- **Exercise**:
Write out every one of the entries below word for word, leaving the pictures out of your copy.

[Lines of data]
--- Begin ---

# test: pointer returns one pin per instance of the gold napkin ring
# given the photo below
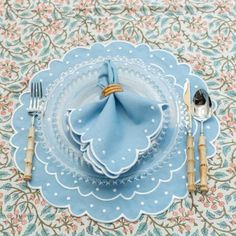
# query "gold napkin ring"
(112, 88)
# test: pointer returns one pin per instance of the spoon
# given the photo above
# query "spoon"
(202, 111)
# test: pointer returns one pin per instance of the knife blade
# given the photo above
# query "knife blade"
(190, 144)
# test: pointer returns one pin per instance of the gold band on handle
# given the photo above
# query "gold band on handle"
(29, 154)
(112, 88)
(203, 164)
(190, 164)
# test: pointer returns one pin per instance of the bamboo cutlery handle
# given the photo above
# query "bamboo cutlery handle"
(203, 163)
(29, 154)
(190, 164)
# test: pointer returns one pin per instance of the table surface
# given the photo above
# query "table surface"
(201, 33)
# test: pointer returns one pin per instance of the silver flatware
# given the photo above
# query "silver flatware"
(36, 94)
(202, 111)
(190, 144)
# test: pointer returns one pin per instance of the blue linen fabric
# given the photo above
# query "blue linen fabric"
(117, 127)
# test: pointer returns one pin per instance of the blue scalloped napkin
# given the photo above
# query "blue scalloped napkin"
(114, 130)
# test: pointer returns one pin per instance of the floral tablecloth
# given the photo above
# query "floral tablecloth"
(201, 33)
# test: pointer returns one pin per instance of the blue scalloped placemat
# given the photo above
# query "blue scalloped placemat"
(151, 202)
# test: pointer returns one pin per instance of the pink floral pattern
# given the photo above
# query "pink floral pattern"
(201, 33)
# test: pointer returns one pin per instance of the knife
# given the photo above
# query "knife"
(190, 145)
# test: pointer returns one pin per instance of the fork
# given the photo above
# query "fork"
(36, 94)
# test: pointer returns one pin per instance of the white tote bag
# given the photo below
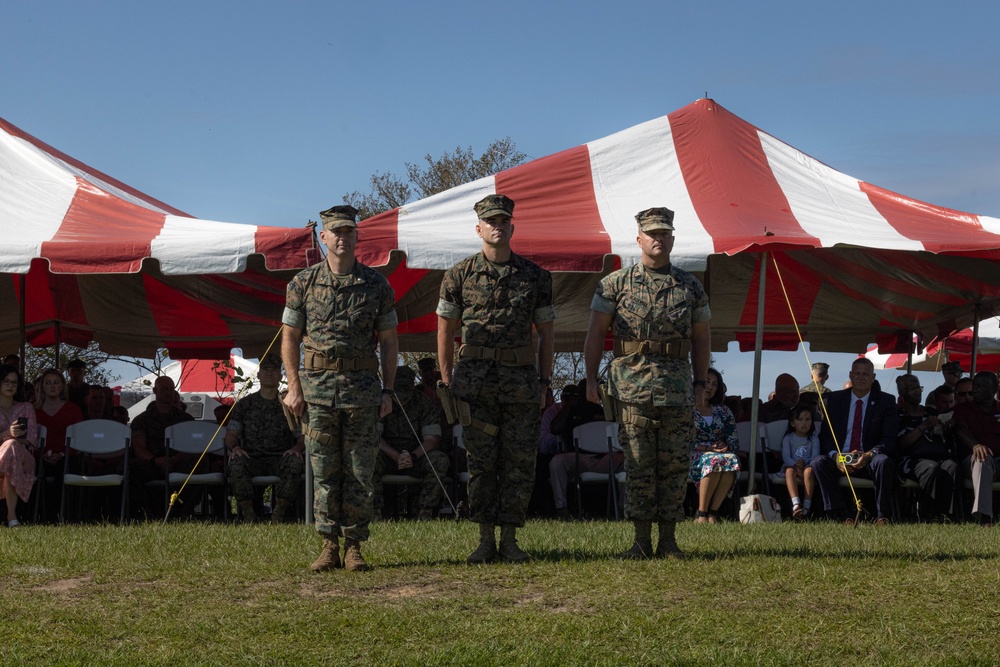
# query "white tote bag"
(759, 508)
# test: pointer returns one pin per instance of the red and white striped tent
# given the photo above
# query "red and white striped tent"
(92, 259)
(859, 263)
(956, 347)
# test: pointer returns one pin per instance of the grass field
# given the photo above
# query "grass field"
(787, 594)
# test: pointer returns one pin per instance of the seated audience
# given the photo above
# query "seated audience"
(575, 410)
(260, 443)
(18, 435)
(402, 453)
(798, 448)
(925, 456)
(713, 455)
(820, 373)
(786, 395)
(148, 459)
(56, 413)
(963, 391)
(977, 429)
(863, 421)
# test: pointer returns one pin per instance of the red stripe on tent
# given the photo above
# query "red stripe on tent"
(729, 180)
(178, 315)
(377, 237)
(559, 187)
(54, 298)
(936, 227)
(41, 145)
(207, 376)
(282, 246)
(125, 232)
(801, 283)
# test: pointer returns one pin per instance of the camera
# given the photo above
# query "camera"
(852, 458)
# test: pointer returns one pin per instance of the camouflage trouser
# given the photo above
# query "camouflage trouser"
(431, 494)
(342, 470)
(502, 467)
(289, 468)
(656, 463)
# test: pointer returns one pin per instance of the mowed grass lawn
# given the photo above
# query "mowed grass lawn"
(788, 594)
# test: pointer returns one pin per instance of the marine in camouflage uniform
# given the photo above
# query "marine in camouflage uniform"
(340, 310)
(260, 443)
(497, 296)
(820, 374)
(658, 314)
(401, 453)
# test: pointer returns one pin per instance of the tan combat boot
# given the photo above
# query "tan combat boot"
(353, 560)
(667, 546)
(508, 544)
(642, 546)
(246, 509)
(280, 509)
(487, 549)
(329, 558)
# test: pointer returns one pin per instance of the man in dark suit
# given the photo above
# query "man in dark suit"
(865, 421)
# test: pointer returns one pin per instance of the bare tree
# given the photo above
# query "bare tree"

--- End ---

- **Exercise solution**:
# test: pointer returns one pin per instance of the gold napkin ring
# given the photo below
# query "gold napkin ring"
(112, 88)
# test: pointer returns one pin per instance of the spoon
# given the photo above
# query "spoon"
(202, 111)
# test: pointer returns one pin per instance of the knife blade
# given the photo above
# query "knife blade"
(190, 144)
# test: pointer returns one pin per instance of the gold band on handle
# given the photo above
# query "gold band on handle"
(29, 154)
(112, 88)
(203, 164)
(190, 164)
# test: pointer returns one pin per instance of the bamboo cutlery handle
# given the photo above
# query "bamboo cutlery handle"
(203, 163)
(29, 154)
(190, 164)
# test: pointer returns one pin per instance of the table surface
# given the photo above
# query "table surface"
(201, 33)
# test: pointer returns one pin per instance of the silver flatware
# given the photo above
# query "silver flatware"
(36, 94)
(202, 111)
(190, 144)
# test: pointer returns one pin per instance of the blue linen fabric
# given the photo above
# query "blue linen fabric"
(117, 127)
# test: pointer returns one pin per instance of the blue scalloped napkin
# given the photo above
# query "blue scalloped napkin"
(114, 130)
# test: pointer returns one pin per instance of the floral tablecloth
# given the photo above
# query "floral tablecloth"
(201, 33)
# test: pointer returns one pin per instance of the blue scalloped placemat
# given the photo above
# query "blue scalloped placemat"
(151, 202)
# test: pointer returns one pin per instance of the pink floral pattern
# given the photo above
# query "pink floral pattern"
(201, 33)
# test: pointer returns one pin per instance of the knife
# given the photo above
# query "knife"
(190, 145)
# test: pointer returns one pin per instance of the fork
# given the photo above
# query "fork"
(36, 94)
# test: pointer returns one pin per instance of the white tote bag
# given the photo below
# query "white tote bag"
(759, 508)
# test: pointer returns one pin per instance of the red and white striped tent
# given the photo above
# query "red and white striped tent"
(92, 259)
(859, 263)
(956, 347)
# test: pointer returns one pin per instance of the grass field
# given the photo above
# query "grass field"
(787, 594)
# test: pointer returns one pin per instance of the seated audience
# given the photo above
# query "seated audience"
(575, 410)
(260, 443)
(18, 435)
(402, 453)
(798, 448)
(925, 456)
(713, 455)
(820, 373)
(786, 395)
(148, 459)
(56, 413)
(963, 391)
(977, 429)
(863, 421)
# test: pointer returns one pin per instance of the red stripe on tent
# given the photo above
# query "red stripe on tent"
(729, 180)
(178, 315)
(377, 237)
(559, 187)
(54, 298)
(936, 227)
(41, 145)
(207, 376)
(282, 246)
(125, 232)
(801, 283)
# test: pointer returns one pin per instance of the camera
# given the photo above
# query "camera"
(852, 458)
# test: pointer returns one pin per instance of the camouflage trouser
# given the photo above
# query "camouflage trouser"
(431, 494)
(342, 470)
(502, 467)
(289, 468)
(656, 463)
# test: pointer returns one pin per instance of the mowed grass lawn
# given the photo above
# query "mowed grass lawn"
(788, 594)
# test: pointer returns one pin per instance of the marine in camouflage uniform
# given the photo above
# query "marine in camouflage uniform"
(340, 310)
(260, 443)
(497, 296)
(820, 374)
(658, 314)
(401, 453)
# test: pointer returns one pin per instance of the tan combat boot
# given the photo above
# query "tan combat boot"
(353, 560)
(667, 546)
(508, 544)
(642, 546)
(246, 509)
(280, 509)
(487, 549)
(329, 558)
# test: pointer returns one pin per instance of the man in dark suit
# given the photo above
# query "man in dark suit"
(865, 421)
# test: pointer returns one pin per instance of the bare tree
# given the photo above
# query "bare tree"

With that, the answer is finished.